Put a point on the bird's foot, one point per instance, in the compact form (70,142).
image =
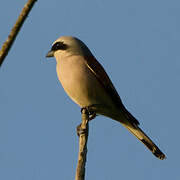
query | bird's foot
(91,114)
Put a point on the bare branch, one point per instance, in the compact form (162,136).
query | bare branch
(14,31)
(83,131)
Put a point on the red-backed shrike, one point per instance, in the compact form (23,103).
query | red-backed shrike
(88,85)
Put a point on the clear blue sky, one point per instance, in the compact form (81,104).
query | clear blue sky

◇ ◇ ◇

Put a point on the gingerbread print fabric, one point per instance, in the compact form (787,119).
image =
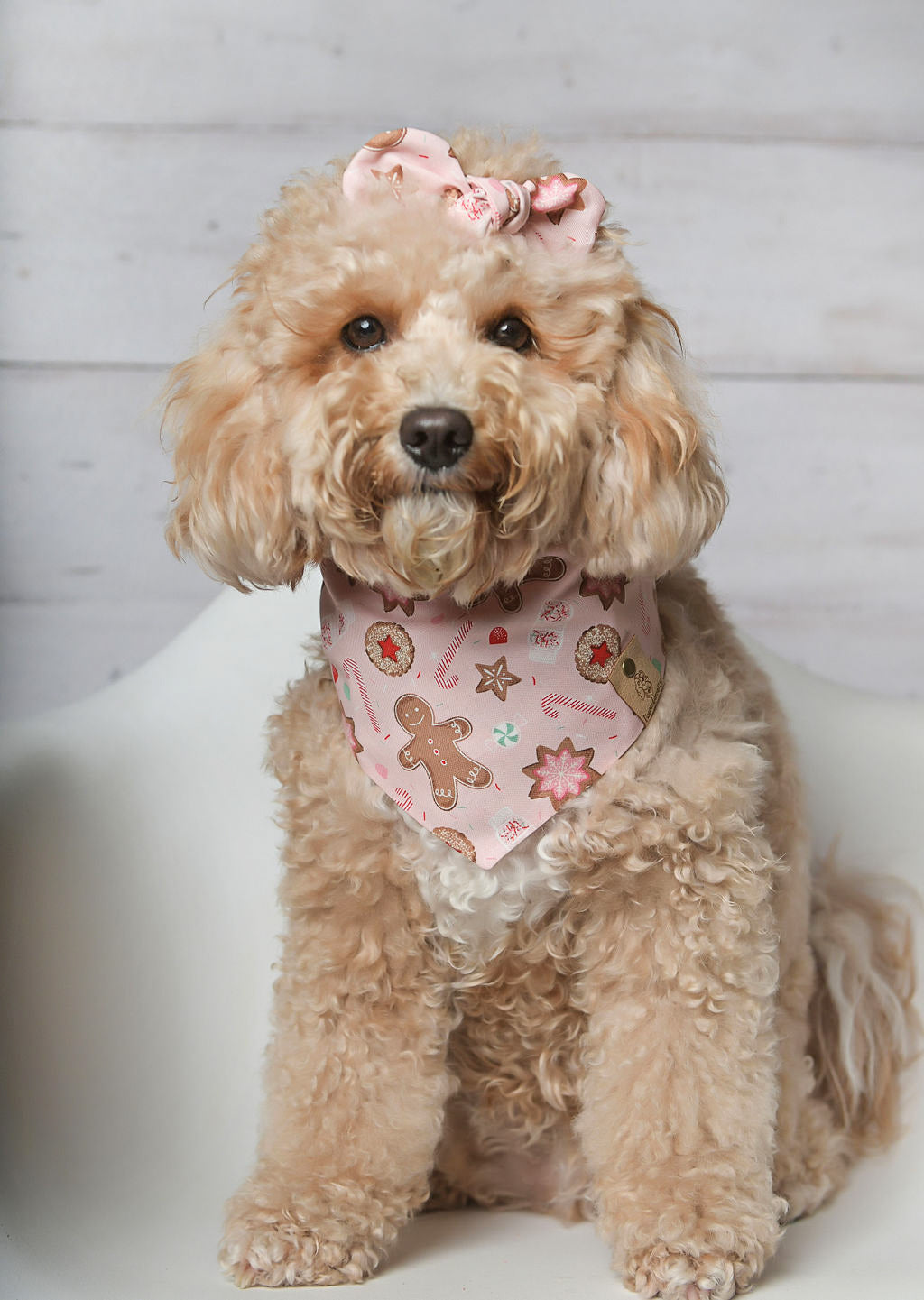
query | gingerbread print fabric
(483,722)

◇ ◇ ◇

__THE TASK__: How many lines of the records above contain the word "blue"? Case counts. Reply with the number alone.

__COMPLETE ANSWER__: 2